Emergency Router Cut-Over

Today Was Fun

At around 1650CDT, I started dropping ~20% of my WAN packets from my Buffalo router+WAP. By 1700, the WLAN was broadcasting but refusing to switch traffic. The wife was en rt with a massive speech to finish & practice for tomorrow so I had little time to fix myself.

Because I was less-sure about my Ruckus ZoneFlex 7372's config and stability, I first pulled her a cat6 drop from a 2nd floor switch, down the hall to her office. Then I moved to shore up my Ansible playbooks to move from a 6-VLAN config, which I had been planning to cut over to this weekend at the latest, to a single VLAN to simply restore the status quo. Basically exactly what I had before my Buffalo drank the wrong Koolaid.

What Resulted Tonight?

  • Cable modem physically moved in the house from the 2nd floor to the basement
  • Cable modem downlink moved from dd-wrt Buffalo, to Debian Linux router
  • Buffalo demoted from DHCP & DNS so it's mostly an unmanaged switch
  • Ruckus AP moved to the basement & directly connected to the new router
  • Important WLAN stations moved to temporary SSID & WPA PSK

What Did I Learn?

### CHALLENGES
[1] Answer these from the router cut-over post:
(a) At what time did the WAN packet loss start?
(b) What kind of cable was pulled to the office?
(c) Between which floors was the cable modem moved?
[2] Decide whether each statement agrees with the router cut-over post. Answer yes or no and quote the words that settle it.
(a) After the change, the Buffalo still handles DHCP for the network.
(b) The new router runs Debian Linux.
(c) The playbooks were changed to go from one VLAN to six.
[3] Write the section that belongs under the last heading of the router cut-over post, "What Did I Learn?", in the same voice.
The listing that comes next is from another source, not from the router cut-over post.

### DATA LISTING
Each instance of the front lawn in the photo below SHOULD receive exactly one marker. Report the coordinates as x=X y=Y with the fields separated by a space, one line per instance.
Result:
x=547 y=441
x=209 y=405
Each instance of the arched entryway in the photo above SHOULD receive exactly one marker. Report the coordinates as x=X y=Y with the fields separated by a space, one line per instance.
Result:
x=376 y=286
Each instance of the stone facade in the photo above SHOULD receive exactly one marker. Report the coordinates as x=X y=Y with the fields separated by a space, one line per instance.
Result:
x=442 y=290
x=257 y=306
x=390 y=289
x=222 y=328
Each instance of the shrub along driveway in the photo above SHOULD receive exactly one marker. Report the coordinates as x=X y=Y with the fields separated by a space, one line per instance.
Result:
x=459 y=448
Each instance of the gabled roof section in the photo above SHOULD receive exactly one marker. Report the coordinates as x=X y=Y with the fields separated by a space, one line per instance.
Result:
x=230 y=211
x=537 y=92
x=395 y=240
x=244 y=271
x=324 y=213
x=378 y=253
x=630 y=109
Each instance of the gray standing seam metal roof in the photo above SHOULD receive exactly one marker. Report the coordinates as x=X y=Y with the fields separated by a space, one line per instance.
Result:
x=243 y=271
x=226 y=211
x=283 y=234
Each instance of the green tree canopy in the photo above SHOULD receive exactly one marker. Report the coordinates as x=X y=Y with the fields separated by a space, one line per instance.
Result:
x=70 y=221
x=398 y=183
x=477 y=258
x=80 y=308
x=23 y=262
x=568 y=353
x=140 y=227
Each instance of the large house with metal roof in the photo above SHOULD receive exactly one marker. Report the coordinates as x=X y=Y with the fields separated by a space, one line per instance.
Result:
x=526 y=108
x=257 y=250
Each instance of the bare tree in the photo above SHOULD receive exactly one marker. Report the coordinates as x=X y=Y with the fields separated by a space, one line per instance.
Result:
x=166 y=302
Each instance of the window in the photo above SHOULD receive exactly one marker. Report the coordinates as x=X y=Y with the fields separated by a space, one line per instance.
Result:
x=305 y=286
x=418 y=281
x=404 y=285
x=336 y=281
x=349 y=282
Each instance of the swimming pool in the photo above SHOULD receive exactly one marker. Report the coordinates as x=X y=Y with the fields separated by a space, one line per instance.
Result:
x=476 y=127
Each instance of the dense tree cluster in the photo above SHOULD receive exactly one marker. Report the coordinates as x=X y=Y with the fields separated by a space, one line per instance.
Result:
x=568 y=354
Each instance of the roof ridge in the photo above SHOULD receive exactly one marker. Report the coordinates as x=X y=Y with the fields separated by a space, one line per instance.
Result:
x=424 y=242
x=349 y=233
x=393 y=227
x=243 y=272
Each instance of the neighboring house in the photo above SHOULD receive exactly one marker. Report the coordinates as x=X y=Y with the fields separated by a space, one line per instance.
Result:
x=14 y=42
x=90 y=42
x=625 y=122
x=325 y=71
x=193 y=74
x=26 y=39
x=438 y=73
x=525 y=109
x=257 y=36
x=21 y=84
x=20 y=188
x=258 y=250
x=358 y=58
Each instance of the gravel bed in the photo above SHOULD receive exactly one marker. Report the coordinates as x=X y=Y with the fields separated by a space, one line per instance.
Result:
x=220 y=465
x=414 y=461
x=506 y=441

### TASK ANSWERS
[1]
(a) At around 1650CDT.
(b) A cat6 cable.
(c) From the 2nd floor to the basement.

[2]
(a) No: "Buffalo demoted from DHCP & DNS so it's mostly an unmanaged switch"
(b) Yes: "Cable modem downlink moved from dd-wrt Buffalo, to Debian Linux router"
(c) No: "to move from a 6-VLAN config, which I had been planning to cut over to this weekend at the latest, to a single VLAN"

[3]
  • Ansible saved my life

    I had spent a lot of time working on a role to configure bridges, VLANs, raw ifaces, and addressing. That shit paid better dividends than Enron downing power plants

  • My network needs more HA

    • Hot-spare or load-balanced ISP uplink
    • Hot-spare or load-balanced DOCSIS 3 modem on-hand
    • At least 2x UPS (workstation + infrastructure, maybe 4x for workstation and infrastructure idempotency?)
    • Hot-spare workstation (or at least enough equipment to rebuild what I currently have)

    These are all pipedreams at this point but the maintenance cycle to upgrade my screens and now this event have shown me that I'm woefully unprepared.

    For a guy that gets paid to assure service responsiveness & uptime, I'm clearly doing a shitty job of it at home.

    And that could seriously fuck me...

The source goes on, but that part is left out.